= Excerpted passage =
....

= Peter Dombourian =

American music educator and conductor

Peter Mampreh Dombourian (March 24, 1920 - January 13, 1992), was active in musical circles in New Orleans, Louisiana, as a music educator, conductor, and musician.

==Early life==
Peter was the third of four sons of Mampreh Bedros Dombourian (1884–1950), a successful Oriental rug merchant, and Zartouhi Bedrossian Dombourian (1892–1958). Both parents were born in Ichme, Turkey. His paternal grandfather, Bedros Dombourajian, was killed by the Turks in 1898. Mampreh immigrated to the United States in 1904, establishing his rug business in New Orleans in 1910. In 1911, Mampreh brought Zartouhi to the United States. Mampreh helped numerous family members escape Armenia to the United States. Peter and his brothers (Vartan, Masis, and Robert) were raised by their extended Armenian family in New Orleans.

==Music education career==
Dombourian was best known as a music educator. He earned Bachelor's and master's degrees in Music Education from Louisiana State University, with an interruption to serve as an Army battery officer from 1942 to 1946. In recognition of his positive influence on music education in Louisiana, Peter was awarded an Honorary Doctor of Humane Letters degree by the University of New Orleans in December, 1989; and the Orleans Parish School Board established the Peter Dombourian Music Hall of Fame in 2004.

....

Stored data

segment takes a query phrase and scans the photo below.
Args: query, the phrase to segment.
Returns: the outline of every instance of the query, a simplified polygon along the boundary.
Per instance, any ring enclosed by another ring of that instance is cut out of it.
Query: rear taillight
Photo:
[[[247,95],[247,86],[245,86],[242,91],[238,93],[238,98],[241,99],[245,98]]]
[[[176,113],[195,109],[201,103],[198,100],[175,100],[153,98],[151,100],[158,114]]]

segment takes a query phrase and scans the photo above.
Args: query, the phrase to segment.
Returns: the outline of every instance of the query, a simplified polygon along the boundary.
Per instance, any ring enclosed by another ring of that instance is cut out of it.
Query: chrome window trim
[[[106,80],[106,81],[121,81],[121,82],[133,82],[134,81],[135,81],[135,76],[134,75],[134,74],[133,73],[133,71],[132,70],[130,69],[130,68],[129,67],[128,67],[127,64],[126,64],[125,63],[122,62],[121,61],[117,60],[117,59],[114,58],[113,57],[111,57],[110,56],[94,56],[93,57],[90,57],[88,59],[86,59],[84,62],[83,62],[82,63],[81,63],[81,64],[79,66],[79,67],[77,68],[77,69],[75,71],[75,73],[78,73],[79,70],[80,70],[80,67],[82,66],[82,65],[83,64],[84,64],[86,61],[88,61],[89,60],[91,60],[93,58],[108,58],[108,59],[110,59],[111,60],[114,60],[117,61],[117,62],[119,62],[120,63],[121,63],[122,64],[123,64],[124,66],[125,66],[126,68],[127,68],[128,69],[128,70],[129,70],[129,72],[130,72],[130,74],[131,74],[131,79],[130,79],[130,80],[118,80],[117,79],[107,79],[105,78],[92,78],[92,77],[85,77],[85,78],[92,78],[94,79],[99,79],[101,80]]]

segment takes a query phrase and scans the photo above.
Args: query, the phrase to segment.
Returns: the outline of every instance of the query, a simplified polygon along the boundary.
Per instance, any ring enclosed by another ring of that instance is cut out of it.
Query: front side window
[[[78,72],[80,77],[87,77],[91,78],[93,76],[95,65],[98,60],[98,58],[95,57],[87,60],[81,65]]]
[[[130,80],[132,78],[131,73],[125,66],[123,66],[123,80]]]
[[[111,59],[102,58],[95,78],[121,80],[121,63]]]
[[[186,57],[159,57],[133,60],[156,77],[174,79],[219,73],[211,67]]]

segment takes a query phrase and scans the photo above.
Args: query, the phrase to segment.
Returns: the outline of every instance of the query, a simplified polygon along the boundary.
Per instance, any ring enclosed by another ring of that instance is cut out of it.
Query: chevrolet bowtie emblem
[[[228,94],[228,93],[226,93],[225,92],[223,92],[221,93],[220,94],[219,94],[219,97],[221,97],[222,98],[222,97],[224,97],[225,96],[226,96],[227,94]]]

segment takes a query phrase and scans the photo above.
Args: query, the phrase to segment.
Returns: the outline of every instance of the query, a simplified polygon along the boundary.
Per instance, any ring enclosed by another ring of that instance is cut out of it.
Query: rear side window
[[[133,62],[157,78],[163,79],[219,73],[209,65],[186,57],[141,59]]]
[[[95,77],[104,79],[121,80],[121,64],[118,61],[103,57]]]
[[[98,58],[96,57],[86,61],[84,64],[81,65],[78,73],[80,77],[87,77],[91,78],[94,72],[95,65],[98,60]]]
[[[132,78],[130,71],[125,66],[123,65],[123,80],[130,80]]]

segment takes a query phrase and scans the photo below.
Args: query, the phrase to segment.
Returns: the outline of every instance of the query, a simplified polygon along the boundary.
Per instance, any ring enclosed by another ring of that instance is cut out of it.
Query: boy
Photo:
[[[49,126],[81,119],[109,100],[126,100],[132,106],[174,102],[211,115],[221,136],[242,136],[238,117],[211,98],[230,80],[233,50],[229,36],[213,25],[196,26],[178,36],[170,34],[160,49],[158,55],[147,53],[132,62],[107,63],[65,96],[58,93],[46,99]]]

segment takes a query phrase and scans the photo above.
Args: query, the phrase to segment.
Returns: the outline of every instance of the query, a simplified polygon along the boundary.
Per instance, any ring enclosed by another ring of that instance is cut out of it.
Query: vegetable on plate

....

= Problem requirements =
Retype the passage of the Peter Dombourian article between "American music educator" and "conductor, and musician.", inclusive, without changing anything.

= Solution to the problem =
American music educator and conductor

Peter Mampreh Dombourian (March 24, 1920 - January 13, 1992), was active in musical circles in New Orleans, Louisiana, as a music educator, conductor, and musician.